__Direction__: Exclude the pictures and return every line exactly as written.
-------- The input --------
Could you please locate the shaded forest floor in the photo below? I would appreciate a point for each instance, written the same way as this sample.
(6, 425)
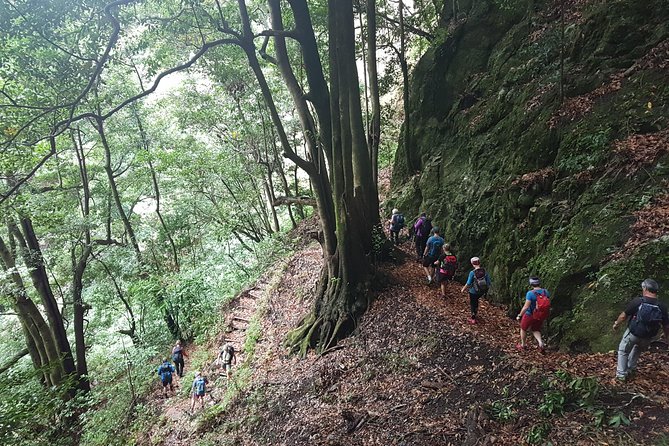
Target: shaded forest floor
(414, 373)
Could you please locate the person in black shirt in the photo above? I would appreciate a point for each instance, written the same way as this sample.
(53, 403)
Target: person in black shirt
(645, 316)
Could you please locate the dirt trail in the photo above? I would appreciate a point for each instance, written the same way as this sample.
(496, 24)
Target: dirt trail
(178, 425)
(498, 330)
(414, 373)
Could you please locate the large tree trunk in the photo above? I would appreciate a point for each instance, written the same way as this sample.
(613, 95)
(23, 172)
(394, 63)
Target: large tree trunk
(32, 256)
(352, 208)
(40, 342)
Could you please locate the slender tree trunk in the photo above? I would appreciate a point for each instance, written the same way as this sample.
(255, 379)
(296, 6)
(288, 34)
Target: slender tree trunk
(78, 268)
(374, 136)
(406, 131)
(114, 189)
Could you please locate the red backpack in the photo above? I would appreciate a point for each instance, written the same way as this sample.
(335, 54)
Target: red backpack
(448, 266)
(543, 305)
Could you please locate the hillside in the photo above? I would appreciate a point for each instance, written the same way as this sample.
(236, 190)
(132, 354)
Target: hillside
(540, 143)
(415, 373)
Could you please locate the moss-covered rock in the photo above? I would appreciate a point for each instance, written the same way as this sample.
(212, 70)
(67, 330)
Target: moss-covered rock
(533, 184)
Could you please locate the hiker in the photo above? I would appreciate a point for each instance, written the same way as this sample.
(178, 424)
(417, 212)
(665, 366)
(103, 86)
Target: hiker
(227, 358)
(198, 390)
(165, 371)
(178, 358)
(533, 314)
(431, 253)
(478, 282)
(396, 225)
(421, 230)
(446, 264)
(645, 315)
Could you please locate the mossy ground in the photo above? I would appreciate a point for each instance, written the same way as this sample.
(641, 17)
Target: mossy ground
(487, 111)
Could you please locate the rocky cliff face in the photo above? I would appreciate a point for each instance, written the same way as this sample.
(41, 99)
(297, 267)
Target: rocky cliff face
(541, 144)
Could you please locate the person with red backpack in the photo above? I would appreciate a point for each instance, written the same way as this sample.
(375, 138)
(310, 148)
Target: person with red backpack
(478, 283)
(446, 265)
(533, 314)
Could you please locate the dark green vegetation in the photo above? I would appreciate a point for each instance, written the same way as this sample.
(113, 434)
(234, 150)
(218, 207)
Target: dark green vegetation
(540, 143)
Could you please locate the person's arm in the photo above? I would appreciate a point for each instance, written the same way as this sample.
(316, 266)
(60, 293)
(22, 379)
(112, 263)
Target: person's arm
(620, 320)
(524, 309)
(468, 283)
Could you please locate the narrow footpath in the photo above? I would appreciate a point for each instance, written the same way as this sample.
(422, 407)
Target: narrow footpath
(416, 373)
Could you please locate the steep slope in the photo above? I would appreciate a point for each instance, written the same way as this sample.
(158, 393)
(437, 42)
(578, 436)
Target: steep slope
(572, 189)
(415, 373)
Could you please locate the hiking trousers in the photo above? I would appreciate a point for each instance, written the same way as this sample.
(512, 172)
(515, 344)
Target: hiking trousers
(629, 350)
(474, 304)
(179, 366)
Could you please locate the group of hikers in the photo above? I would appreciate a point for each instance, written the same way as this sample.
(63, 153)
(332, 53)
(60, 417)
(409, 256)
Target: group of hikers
(645, 315)
(225, 359)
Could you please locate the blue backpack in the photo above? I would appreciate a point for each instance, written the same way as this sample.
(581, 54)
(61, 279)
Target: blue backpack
(435, 247)
(199, 385)
(165, 371)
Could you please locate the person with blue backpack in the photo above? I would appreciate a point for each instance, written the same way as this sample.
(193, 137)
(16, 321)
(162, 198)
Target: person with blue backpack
(165, 371)
(533, 314)
(198, 390)
(478, 282)
(421, 230)
(178, 355)
(433, 248)
(396, 225)
(645, 316)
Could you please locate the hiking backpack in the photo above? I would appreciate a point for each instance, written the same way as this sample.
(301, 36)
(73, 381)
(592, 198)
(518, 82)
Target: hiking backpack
(542, 307)
(200, 386)
(435, 248)
(398, 222)
(177, 355)
(646, 322)
(165, 371)
(480, 283)
(448, 266)
(228, 352)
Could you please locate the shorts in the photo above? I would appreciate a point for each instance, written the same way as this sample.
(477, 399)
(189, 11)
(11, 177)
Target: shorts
(527, 322)
(441, 278)
(429, 261)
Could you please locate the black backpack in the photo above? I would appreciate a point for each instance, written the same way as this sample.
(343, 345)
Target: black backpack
(646, 323)
(480, 283)
(399, 222)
--------
__Finished answer__:
Could you please locate the shaded forest floor in the photo below? I would appreciate a point for each instance, written the same way as this sample.
(6, 425)
Target: shaded forest floor
(414, 373)
Could you please locate the person in black shirt in the photo above? I would appreciate a point for each instance, written the same way as this sample.
(53, 403)
Target: person in black shirt
(645, 316)
Could you please locate the dirt trail in the photo above? I would appreciate a point for each instance, written the same way as this sample.
(496, 24)
Target: dirt trail
(178, 425)
(498, 330)
(414, 373)
Could you please locate the large tree trunk in the photo above? I would appreciate a point for each instance, written the same way as this sample.
(613, 95)
(23, 172)
(394, 63)
Target: large tree trunk
(32, 256)
(352, 208)
(40, 342)
Could you please locate the slender tree trunk in the photo above? I would appreciate a point for each instance, written the same way as this sample.
(255, 379)
(296, 6)
(288, 34)
Target: slender tree trunk
(78, 268)
(374, 136)
(406, 131)
(114, 189)
Could you please locate the red backpack in the photo above? I would appreciate a point for each instance, written the same way as this sample.
(335, 54)
Target: red backpack
(448, 266)
(543, 305)
Could you please locate the hillside in the photo above? I would appreciate a point for each instance, written the same way as this sample.
(236, 190)
(132, 354)
Target: hillside
(540, 143)
(415, 373)
Could you please locate the moss-covered rock in the photo above? I would appreciate a point for each instance, written the same way as this sample.
(212, 70)
(67, 330)
Target: moss-covered rock
(533, 184)
Could you please locate the hiker in the photo above? I would appreciate a point for each instance, written the same way as this sample.
(178, 424)
(417, 212)
(665, 366)
(103, 86)
Target: hiker
(227, 358)
(198, 390)
(165, 371)
(178, 358)
(533, 314)
(431, 253)
(478, 282)
(396, 225)
(421, 230)
(446, 264)
(645, 315)
Could you please locate the mossy ground in the photo above? I would appreciate a point for each instance, written the same way as this sample.
(641, 17)
Target: mossy ground
(487, 111)
Could you please locate the rocky cliff face in the photo above? I would appreciate a point for each instance, written the same way as this sample.
(41, 99)
(297, 267)
Target: rocky cliff face
(541, 144)
Could you please locate the person with red backpack in the photo above? I would appreciate a point for each instance, written the same way as this sample.
(375, 138)
(310, 148)
Target: person with red backpack
(478, 283)
(446, 265)
(533, 314)
Could you please locate the dark green vegetation in the photo above? I would appreciate a point for each instance, written the same way as this sample.
(113, 434)
(234, 150)
(218, 207)
Target: dark green vegetation
(540, 143)
Could you please locate the person's arm in the photo above? I would appreciate a point for each instance, written the same way as this sample.
(316, 266)
(60, 293)
(22, 379)
(112, 263)
Target: person's arm
(620, 320)
(524, 309)
(468, 283)
Could you please locate the narrow footpath in the photo above? I would appreciate a point for each instance, written the same way as this sample.
(422, 407)
Target: narrow footpath
(416, 373)
Could you please locate the steep slope in the photo above? I would appreciate a point for each instance, written the same way as this sample.
(158, 393)
(437, 42)
(578, 436)
Target: steep slope
(572, 189)
(415, 373)
Could you please locate the hiking trousers in the photo above? I would appreciate a point for each instance, written the same way as this sample.
(512, 172)
(515, 344)
Target: hiking trousers
(629, 350)
(474, 304)
(179, 366)
Could you please locate the group of hikers in the photo above? I would appreciate a point for each instance, written the same way as this sample.
(63, 153)
(332, 53)
(60, 417)
(409, 256)
Target: group of hikers
(645, 315)
(225, 359)
Could you please locate the blue backpack in the photo above? I would appreciate a point for each instance, written the same way as this sample.
(581, 54)
(61, 279)
Target: blue backpack
(435, 247)
(199, 385)
(165, 371)
Could you please locate the person with blue backpack in the photo above? I would appreciate a point for each instance, written the same way as this sample.
(193, 137)
(16, 321)
(162, 198)
Target: person with blue backpack
(165, 371)
(533, 314)
(198, 390)
(478, 282)
(421, 230)
(178, 355)
(433, 248)
(396, 225)
(645, 316)
Could you please locate the hiking backpack in the photo above? I would appreciate a point for each instance, written the same way as this sample.
(301, 36)
(73, 381)
(592, 198)
(518, 82)
Target: hiking backpack
(542, 307)
(200, 386)
(435, 248)
(398, 222)
(177, 355)
(646, 322)
(165, 371)
(480, 283)
(448, 266)
(228, 352)
Could you please locate the shorts in the photo above? I would appreciate a point for each instance, written the same way as this sample.
(477, 399)
(189, 11)
(11, 177)
Target: shorts
(527, 322)
(441, 278)
(429, 261)
Could you please locate the black backpack in the photo above? I would appreciate a point for each instance, written the same way as this sample.
(343, 345)
Target: black backpack
(646, 323)
(480, 283)
(399, 222)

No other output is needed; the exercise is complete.